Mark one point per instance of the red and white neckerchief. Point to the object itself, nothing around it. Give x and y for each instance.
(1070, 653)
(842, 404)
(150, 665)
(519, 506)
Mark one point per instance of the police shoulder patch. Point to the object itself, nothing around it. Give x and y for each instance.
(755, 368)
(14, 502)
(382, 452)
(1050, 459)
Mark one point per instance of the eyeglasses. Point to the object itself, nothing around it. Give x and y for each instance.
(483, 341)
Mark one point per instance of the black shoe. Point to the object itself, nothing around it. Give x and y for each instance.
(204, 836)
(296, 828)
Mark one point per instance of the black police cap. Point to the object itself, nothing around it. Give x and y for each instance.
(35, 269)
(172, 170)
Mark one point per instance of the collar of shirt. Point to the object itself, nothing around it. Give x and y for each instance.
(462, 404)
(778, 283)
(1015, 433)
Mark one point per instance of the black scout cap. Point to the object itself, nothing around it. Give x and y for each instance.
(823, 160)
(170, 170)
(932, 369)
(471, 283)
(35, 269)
=====
Put every line of the data above into a JSON list of strings, one string per line, leaving out blank lines.

[
  "Mark one point per instance of the red and white neckerchief. Point to the object itself, nothing around it. Give x and y for each instance.",
  "(1070, 653)",
  "(842, 404)",
  "(150, 665)",
  "(519, 506)",
  "Mark one point per instance of the police shoulder patch. Point to the object itself, nothing around it. Give x and y for each instance.",
  "(755, 368)",
  "(14, 502)",
  "(382, 452)",
  "(1050, 459)",
  "Mark one point per instance of the eyeglasses. Point to the object itself, nothing around it. Give x and y for each instance.",
  "(483, 341)",
  "Mark one point per instance of the black shoe. Point to the object itself, nothing around it. Give x and y for each instance.",
  "(204, 836)",
  "(296, 828)",
  "Mark one point per instance of the black police cap. Point to the object itself, nothing around it. Give x and y for each instance.",
  "(35, 269)",
  "(172, 170)",
  "Mark one point per instance of the collar of shirt. Point to the object itself, nothing around it. Give x and y for each instance.",
  "(462, 404)",
  "(778, 283)",
  "(1015, 433)",
  "Mark one point per instance of the black scout cap. Point to the object itself, nothing around it. Give x and y for each instance.",
  "(823, 160)",
  "(170, 170)",
  "(932, 369)",
  "(471, 283)",
  "(35, 269)"
]